**WORK TO COMPLETE**
1. Copy word for word the part of the comments on expert testimony below that opens with the words containing "I do think there" and closes with "individual's own expertise.".
2. In the comments on expert testimony below, rewrite the paragraph beginning "Take as an example the new field of facial recognition" in a shorter form that keeps its main facts.

**DOCUMENT SECTION**
════════════════

But this brings us back to the "first-in time" question I posed the other day... because, although the private lab deduced a male profile from the electropherogram in Williams, and reported that profile to the state lab, the testifying expert did not rely on that deduced profile to reach her opinion. She reviewed the data herself and delivered an opinion to the court that was based on her review of the data.
If the state's witness had just taken the stand and given a bare-bones opinion that the two profiles matched, without ever referencing the other lab, would the defendant have a right to insist that the state also present the analysts who profile the evidence samples?
Anon 12:07: the expert in Williams did rely on the profile deduced by Cellmark. If you read her testimony, she states multiple times that it was Cellmark's profile that she entered into the database. I don't beleive she ever claims to have deduced a profile of her own from Cellmark's raw data.
I do think there is merit to the questions regarding “first-in-time” and an expert's “independence” that strikes at the heart of the nature of scientific inquiry. The cases so far have been factually bound by what might be termed “hard science:” they deal with the analysis discrete chemical compositions such as blood or semen where the lab tech is engaged in a scientific process easily completed by a single individual. Yet scientific inquiry is as often as not a collaborative process as it is a man and a machine. It isn't always easy to determine where one individual's opinion ends and another's begins. The vision of the law that seems to be put forward is one of mano-y-mano, the lawyer confronting an individual on the witness stand. But the individual witness scientific statements are as much a reflection of a community opinion as they are the individual's own expertise.
Take as an example the new field of facial recognition. Despite what the press might have you believe it isn't as simple as sticking a photo in a machine and the computer spitting out a match. The process the FBI uses is a combination of various techniques preformed by different individuals who come together as a unit to reach a consensus. It's a collaborative group effort.
While I have some substantive problems with the approach used by the FBI, in terms of the confrontation clause it isn't at all obvious to me exactly who it is that the defendant is supposed to confront. Because it is a group effort the individual expert on the stand is actually more akin to confronting a US Senator about the behavior of his constituents. One could take the position that all of the experts that come together to form a single opinion should be put on the stand because they all had a hand in the process but not only could that become unwieldy (there are four major techniques used in facial recognition) I'm not at all sure that burying the jury in that level of detail really advances the court's truth seeking function at all.

════════════════

**DATA PROVIDED**
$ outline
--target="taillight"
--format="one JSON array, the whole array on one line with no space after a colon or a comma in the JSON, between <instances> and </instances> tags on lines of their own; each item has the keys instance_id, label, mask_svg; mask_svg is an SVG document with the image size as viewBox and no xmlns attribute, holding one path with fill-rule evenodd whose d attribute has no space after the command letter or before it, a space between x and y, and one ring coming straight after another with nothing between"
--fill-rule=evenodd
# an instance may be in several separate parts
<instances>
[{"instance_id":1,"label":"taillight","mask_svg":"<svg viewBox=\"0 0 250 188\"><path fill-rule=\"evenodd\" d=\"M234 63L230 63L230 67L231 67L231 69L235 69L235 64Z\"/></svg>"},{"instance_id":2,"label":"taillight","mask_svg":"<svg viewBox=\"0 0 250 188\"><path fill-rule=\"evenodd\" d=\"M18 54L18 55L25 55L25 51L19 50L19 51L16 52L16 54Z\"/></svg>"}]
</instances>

════════════════

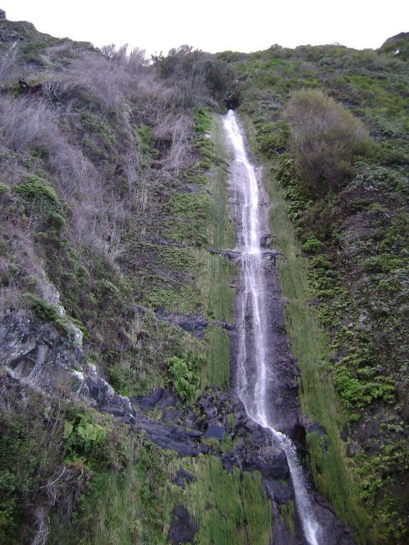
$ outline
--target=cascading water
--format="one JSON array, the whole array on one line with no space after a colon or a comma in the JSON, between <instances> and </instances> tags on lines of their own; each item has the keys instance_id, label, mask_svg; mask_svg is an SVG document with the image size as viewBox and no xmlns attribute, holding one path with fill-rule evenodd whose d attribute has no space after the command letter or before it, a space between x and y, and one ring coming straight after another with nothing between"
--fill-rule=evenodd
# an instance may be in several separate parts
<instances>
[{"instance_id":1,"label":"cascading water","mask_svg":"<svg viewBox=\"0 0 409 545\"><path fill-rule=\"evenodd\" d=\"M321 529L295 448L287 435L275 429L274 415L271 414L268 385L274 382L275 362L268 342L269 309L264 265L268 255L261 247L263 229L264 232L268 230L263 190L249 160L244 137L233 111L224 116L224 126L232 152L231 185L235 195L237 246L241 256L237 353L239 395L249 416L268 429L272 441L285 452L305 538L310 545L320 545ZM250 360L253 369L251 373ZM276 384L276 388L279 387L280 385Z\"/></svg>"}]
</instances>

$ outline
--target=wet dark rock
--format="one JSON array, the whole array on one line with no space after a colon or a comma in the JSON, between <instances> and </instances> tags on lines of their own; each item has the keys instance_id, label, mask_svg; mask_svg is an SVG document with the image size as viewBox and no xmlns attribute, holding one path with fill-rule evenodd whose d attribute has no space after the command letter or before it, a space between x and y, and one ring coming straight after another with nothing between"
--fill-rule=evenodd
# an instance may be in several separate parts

════════════════

**RESPONSES TO THE TASKS**
1.
I do think there is merit to the questions regarding “first-in-time” and an expert's “independence” that strikes at the heart of the nature of scientific inquiry. The cases so far have been factually bound by what might be termed “hard science:” they deal with the analysis discrete chemical compositions such as blood or semen where the lab tech is engaged in a scientific process easily completed by a single individual. Yet scientific inquiry is as often as not a collaborative process as it is a man and a machine. It isn't always easy to determine where one individual's opinion ends and another's begins. The vision of the law that seems to be put forward is one of mano-y-mano, the lawyer confronting an individual on the witness stand. But the individual witness scientific statements are as much a reflection of a community opinion as they are the individual's own expertise.

2. Facial recognition is a new field, and it is not as simple as putting a photo into a machine that returns a match. The FBI's process combines various techniques performed by different individuals. They work together as a unit to reach a consensus in a collaborative group effort.